▸ **Exercise**
Line by line, please look for the word "wrinkle" in the following records, then copy each line you find it in.

▸ **Entries supplied**
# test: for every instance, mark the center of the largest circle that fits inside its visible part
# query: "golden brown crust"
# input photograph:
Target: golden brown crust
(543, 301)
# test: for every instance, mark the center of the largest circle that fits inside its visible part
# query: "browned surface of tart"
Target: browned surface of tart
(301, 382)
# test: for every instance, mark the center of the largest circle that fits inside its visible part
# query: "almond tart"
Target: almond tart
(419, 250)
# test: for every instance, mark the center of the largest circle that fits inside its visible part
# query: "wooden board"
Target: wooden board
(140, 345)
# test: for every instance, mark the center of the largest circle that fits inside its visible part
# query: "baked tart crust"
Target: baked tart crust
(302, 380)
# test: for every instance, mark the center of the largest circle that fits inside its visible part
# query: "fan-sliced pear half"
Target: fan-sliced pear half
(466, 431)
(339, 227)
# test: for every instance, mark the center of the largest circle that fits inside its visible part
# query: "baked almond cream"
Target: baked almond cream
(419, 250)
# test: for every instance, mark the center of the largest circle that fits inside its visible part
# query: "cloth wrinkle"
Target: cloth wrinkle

▸ **Your solution**
# query: "cloth wrinkle"
Target: cloth wrinkle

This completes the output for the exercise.